Record list:
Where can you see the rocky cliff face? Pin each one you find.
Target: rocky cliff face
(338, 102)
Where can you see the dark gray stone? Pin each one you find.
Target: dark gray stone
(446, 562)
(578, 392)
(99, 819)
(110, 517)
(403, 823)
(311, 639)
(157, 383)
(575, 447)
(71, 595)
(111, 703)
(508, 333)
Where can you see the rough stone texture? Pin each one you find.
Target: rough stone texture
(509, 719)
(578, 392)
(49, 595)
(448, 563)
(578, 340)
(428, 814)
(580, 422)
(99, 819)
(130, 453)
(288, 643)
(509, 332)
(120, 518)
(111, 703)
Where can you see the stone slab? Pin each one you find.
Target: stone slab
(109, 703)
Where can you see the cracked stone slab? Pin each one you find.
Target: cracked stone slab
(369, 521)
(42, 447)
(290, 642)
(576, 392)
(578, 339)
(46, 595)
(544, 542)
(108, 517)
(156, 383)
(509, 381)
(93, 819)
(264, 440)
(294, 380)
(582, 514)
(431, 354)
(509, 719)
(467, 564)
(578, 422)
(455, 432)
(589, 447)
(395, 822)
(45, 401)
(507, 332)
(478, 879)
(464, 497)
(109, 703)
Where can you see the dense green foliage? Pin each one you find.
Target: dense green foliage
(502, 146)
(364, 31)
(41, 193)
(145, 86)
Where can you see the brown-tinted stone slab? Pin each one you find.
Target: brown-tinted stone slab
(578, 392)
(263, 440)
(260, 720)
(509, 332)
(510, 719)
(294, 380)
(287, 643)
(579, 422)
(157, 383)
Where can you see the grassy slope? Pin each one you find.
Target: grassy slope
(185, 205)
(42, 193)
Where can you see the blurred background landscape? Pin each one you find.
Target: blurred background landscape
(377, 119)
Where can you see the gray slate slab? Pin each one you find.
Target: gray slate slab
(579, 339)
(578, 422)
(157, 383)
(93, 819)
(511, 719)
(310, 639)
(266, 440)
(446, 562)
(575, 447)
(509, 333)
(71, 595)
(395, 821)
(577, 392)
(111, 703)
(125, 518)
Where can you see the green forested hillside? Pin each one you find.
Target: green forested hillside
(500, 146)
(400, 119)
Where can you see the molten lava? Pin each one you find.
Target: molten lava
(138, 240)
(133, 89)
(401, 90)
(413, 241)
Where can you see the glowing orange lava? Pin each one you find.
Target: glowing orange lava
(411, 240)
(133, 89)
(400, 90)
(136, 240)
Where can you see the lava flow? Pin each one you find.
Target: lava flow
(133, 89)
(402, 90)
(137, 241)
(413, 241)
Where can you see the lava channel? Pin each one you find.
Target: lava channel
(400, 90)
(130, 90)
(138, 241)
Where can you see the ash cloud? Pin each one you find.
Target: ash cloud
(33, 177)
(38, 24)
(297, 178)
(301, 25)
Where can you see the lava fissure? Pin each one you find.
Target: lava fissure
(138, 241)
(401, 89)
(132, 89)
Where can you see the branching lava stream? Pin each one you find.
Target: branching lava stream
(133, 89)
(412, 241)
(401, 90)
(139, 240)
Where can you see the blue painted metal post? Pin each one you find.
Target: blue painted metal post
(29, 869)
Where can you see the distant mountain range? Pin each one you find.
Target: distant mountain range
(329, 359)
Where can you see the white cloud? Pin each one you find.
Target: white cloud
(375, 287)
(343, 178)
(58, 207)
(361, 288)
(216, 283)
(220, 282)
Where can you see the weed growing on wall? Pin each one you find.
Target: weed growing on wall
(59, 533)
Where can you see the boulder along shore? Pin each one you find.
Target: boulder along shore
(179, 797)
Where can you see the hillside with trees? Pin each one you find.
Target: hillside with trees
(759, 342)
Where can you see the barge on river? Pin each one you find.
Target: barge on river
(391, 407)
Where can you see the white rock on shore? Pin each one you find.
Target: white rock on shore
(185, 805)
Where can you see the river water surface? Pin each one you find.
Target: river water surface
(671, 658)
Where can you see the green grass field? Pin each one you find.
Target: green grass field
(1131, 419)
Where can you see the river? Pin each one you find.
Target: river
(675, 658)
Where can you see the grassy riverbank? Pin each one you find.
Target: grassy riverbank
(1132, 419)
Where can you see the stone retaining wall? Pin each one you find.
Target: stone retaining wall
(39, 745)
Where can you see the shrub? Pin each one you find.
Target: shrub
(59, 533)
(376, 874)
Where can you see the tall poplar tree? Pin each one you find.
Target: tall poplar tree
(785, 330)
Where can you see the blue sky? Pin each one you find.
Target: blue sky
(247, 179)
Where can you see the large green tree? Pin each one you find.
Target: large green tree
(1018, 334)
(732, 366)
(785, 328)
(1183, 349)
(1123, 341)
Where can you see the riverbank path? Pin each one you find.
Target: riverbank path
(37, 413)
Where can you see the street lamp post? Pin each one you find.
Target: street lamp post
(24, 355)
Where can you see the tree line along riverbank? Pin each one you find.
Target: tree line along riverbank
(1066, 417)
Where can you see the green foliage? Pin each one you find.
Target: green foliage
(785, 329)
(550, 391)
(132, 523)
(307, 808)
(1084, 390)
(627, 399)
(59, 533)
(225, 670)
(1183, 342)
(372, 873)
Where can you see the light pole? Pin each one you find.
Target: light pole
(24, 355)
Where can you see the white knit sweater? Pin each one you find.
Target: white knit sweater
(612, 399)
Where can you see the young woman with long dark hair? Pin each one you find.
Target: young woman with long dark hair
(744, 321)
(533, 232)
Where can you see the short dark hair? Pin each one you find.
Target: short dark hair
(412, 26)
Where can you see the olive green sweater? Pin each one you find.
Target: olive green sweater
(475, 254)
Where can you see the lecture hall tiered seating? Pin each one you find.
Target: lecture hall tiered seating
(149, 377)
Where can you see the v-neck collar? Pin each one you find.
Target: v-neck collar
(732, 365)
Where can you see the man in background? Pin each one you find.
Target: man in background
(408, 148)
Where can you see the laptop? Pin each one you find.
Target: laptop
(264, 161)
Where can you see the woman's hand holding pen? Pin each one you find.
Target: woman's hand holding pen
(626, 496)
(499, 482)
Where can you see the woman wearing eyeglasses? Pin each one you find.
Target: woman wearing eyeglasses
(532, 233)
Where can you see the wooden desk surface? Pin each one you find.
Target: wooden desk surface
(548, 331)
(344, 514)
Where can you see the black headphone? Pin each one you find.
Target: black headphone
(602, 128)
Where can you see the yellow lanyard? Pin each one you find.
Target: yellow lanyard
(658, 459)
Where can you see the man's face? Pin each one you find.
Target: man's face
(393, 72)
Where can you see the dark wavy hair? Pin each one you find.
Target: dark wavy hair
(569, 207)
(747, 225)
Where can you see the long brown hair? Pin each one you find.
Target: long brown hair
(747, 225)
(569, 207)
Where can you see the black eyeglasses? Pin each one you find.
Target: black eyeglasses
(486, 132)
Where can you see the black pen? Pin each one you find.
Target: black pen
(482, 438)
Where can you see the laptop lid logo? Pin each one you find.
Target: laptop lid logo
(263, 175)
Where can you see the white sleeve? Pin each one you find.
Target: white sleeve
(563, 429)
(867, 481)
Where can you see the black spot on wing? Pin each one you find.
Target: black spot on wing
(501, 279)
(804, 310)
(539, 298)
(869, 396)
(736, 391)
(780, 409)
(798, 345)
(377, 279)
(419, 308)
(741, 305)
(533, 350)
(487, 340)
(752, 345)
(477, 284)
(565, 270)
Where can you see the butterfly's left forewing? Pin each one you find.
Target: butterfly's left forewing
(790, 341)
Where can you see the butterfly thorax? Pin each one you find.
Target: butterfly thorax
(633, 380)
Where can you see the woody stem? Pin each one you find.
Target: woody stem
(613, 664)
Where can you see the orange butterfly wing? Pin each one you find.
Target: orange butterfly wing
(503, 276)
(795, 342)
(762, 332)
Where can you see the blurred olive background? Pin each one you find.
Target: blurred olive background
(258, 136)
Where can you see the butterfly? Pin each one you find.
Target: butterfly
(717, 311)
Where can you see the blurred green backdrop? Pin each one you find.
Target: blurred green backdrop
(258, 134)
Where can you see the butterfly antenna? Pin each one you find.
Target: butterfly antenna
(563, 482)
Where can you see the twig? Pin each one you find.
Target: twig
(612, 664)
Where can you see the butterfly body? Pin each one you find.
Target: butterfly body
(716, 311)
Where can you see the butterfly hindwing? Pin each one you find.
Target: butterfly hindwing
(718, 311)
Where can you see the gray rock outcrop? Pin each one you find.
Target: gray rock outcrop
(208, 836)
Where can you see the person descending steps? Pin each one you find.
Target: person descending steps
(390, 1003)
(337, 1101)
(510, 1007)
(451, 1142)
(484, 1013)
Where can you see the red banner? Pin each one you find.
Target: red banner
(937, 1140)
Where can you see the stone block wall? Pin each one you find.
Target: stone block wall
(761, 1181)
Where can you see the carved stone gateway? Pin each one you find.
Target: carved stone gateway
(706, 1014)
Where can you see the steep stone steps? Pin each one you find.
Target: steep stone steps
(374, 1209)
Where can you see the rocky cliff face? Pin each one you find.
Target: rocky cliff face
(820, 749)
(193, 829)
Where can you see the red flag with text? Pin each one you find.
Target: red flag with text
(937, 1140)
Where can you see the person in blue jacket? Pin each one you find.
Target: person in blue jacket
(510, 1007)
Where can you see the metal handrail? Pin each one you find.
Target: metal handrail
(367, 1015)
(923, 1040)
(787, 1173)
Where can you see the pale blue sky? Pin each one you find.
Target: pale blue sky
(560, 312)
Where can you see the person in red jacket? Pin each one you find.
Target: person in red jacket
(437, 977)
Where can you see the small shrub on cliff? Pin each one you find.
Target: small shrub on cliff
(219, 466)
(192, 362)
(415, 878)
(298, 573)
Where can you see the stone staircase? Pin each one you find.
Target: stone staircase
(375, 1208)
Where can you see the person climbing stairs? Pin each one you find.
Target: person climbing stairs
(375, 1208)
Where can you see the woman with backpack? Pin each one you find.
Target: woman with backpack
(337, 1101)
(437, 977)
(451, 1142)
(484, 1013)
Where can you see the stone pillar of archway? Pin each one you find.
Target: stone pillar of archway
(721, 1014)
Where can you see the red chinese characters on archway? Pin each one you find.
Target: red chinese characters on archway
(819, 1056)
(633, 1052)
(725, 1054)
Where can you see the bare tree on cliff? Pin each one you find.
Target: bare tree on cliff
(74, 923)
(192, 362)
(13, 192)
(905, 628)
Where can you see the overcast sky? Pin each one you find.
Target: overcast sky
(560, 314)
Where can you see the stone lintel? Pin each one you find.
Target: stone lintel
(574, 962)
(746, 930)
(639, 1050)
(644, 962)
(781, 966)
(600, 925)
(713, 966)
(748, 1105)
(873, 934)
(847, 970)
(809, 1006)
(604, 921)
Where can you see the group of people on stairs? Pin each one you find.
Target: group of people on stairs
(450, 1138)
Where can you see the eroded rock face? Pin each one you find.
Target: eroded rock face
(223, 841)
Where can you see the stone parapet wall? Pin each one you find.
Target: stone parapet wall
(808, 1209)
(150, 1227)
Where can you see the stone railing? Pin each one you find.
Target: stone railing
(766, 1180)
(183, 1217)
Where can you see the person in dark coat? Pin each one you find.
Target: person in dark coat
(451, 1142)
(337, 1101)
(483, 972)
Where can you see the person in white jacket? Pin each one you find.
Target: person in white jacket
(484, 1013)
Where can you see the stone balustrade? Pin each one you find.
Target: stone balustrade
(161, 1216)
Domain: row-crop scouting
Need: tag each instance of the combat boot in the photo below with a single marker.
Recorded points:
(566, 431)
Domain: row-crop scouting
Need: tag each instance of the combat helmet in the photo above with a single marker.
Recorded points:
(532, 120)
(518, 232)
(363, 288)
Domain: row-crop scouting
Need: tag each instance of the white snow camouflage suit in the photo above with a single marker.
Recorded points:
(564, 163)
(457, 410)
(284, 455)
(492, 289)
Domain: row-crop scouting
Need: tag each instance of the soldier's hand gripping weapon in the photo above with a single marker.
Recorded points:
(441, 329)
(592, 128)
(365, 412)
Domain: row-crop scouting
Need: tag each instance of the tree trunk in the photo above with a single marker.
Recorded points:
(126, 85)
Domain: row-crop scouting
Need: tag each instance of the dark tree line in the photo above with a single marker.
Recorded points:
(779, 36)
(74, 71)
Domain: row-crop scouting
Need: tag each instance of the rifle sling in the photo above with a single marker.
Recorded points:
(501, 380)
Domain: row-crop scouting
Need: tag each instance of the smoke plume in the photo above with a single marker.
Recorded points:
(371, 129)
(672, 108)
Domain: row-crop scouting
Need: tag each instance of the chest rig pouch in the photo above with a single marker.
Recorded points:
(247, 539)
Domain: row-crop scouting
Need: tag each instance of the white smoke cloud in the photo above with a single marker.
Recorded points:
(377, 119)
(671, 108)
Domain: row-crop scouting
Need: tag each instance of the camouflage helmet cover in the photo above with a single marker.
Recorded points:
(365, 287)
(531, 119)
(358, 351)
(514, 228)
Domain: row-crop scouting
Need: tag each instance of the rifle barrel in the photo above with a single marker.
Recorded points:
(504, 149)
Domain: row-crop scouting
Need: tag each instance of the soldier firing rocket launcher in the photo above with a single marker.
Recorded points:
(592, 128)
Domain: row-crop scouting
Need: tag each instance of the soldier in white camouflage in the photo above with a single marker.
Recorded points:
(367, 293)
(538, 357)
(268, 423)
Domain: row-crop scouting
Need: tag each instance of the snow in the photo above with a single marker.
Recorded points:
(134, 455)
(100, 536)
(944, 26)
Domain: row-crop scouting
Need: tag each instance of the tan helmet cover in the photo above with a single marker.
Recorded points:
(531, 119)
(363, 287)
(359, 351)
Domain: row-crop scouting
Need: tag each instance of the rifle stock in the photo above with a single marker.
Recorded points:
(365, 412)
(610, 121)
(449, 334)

Objective:
Can you put the lines of the listing above, from the line with "Where can you see the person in dark" through the line with "(161, 1216)", both included, into a numbered list with any blank lines left out?

Solution for this problem:
1. Where can you see the person in dark coat? Pin each one you find.
2. Target: person in dark coat
3. (451, 1142)
4. (337, 1101)
5. (483, 972)
6. Where can you see the person in white jacket? Pin each one you find.
7. Target: person in white jacket
8. (484, 1013)
9. Where can you see the stone balustrade? Pin each one you find.
10. Target: stone balustrade
11. (161, 1216)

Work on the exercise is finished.